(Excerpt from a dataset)

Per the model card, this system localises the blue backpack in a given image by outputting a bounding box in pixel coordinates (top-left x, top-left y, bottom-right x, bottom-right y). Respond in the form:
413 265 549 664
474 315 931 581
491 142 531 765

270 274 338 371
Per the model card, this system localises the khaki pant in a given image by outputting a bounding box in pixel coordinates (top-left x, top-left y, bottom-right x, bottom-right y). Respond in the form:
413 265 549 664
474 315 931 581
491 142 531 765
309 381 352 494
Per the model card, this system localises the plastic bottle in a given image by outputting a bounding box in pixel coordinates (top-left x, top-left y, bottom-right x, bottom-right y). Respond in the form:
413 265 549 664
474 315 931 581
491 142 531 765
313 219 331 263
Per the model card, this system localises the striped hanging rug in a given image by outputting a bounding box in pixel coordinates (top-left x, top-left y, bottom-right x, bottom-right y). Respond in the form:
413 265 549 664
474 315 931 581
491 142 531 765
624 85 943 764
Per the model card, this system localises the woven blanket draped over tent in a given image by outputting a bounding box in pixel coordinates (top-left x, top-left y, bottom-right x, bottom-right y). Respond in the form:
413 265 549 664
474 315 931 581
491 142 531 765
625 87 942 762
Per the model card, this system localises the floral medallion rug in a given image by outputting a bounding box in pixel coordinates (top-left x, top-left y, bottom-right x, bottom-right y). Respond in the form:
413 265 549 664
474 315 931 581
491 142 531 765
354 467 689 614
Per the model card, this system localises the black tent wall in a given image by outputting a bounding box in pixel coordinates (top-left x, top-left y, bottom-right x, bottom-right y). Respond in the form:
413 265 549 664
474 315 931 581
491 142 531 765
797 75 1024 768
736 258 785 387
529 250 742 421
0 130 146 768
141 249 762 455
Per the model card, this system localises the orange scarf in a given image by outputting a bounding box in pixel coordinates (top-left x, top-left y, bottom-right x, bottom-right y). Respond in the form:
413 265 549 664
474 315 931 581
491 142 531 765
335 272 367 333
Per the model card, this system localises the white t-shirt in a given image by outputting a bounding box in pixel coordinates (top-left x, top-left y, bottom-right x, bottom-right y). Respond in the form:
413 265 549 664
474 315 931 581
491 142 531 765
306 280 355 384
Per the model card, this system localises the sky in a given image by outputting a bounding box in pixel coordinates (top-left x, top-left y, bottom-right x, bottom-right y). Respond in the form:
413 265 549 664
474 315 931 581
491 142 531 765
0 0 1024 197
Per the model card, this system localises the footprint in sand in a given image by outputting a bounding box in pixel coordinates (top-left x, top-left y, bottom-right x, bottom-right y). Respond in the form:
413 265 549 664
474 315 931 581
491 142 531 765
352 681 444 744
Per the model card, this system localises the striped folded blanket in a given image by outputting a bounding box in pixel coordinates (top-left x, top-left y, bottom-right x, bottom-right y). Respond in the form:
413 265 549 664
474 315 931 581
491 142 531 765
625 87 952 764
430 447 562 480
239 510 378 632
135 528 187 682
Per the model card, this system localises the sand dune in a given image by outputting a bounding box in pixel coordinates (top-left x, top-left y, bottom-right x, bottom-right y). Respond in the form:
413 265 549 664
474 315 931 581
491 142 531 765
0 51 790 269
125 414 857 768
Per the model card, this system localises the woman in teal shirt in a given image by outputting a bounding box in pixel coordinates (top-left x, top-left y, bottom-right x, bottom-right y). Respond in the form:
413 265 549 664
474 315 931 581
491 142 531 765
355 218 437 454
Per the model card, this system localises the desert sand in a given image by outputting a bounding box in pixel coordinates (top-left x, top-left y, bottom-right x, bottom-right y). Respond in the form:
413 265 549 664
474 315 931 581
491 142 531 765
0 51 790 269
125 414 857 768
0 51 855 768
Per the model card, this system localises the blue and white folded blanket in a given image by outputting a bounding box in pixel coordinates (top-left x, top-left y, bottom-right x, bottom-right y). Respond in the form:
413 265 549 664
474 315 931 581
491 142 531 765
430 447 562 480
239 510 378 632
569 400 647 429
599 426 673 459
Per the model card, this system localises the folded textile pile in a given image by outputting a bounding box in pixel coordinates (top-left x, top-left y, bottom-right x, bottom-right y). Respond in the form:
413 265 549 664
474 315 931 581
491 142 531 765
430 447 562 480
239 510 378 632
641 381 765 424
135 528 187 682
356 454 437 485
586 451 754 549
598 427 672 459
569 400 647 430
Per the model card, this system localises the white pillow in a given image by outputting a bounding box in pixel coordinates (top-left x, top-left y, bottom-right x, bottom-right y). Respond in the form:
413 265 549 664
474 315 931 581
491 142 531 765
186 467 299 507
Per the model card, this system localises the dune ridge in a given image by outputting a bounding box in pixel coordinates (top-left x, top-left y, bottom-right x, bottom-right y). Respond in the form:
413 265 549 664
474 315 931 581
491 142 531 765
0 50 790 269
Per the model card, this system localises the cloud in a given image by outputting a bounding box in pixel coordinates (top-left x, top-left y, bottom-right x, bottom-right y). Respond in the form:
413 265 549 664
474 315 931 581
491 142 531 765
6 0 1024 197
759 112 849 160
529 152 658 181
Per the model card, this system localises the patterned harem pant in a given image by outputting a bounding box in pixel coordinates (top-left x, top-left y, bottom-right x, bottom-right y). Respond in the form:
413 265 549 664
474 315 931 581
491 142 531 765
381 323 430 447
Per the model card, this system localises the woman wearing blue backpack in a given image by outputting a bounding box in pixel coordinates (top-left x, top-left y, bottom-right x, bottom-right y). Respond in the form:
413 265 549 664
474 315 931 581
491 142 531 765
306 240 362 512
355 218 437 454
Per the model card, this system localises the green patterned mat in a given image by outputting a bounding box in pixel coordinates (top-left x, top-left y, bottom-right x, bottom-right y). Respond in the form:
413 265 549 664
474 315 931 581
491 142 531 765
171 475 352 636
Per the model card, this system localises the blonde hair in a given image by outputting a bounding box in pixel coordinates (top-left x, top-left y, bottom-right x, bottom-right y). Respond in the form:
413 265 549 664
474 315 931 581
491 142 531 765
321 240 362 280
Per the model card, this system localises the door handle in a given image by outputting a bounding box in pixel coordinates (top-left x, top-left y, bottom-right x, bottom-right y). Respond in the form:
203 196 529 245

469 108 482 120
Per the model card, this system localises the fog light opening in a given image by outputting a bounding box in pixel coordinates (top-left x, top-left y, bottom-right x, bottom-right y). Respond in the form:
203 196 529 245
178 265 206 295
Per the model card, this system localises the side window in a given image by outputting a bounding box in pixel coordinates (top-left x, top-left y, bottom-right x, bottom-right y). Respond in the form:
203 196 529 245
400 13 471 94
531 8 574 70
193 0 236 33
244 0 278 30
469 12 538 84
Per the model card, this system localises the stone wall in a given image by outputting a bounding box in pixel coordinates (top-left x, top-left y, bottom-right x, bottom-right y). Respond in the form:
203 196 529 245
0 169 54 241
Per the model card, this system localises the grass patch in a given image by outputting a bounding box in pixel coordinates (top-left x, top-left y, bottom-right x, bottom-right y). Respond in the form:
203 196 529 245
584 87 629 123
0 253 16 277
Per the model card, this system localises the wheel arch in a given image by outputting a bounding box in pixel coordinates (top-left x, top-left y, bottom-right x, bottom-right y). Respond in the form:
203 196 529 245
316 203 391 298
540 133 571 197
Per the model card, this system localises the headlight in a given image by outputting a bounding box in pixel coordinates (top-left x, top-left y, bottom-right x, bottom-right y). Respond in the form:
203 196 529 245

> TASK DETAILS
Write out again every line from the one containing "Per the model card, this system localises the grass" through the last line, requests included. Multiply each box coordinate in the answers by 0.9 and round to whole numbers, halves up, but leave the numbers in the requests and their sample format unchanged.

> ANSWER BELOW
Per the model card, this system localises the grass patch in a given image by outputting a bounding box in pixel coordinates (top-left x, top-left y, bottom-right x, bottom-right y). Respond in the form:
203 196 529 245
526 78 566 111
0 228 14 249
Per the model card, this system localises the wheel arch in a given image by outputting a bounding box in pixel coordinates (top-left x, top-left y, bottom-right x, bottom-right y). Respond in the form:
203 196 529 245
284 183 352 268
486 120 514 177
Per the model card, this system localises the headlight in a given image by outputting a bounding box in pixel coordinates (top-left x, top-left y, bottom-right x, bottom-right y). Respond in the form:
203 196 529 245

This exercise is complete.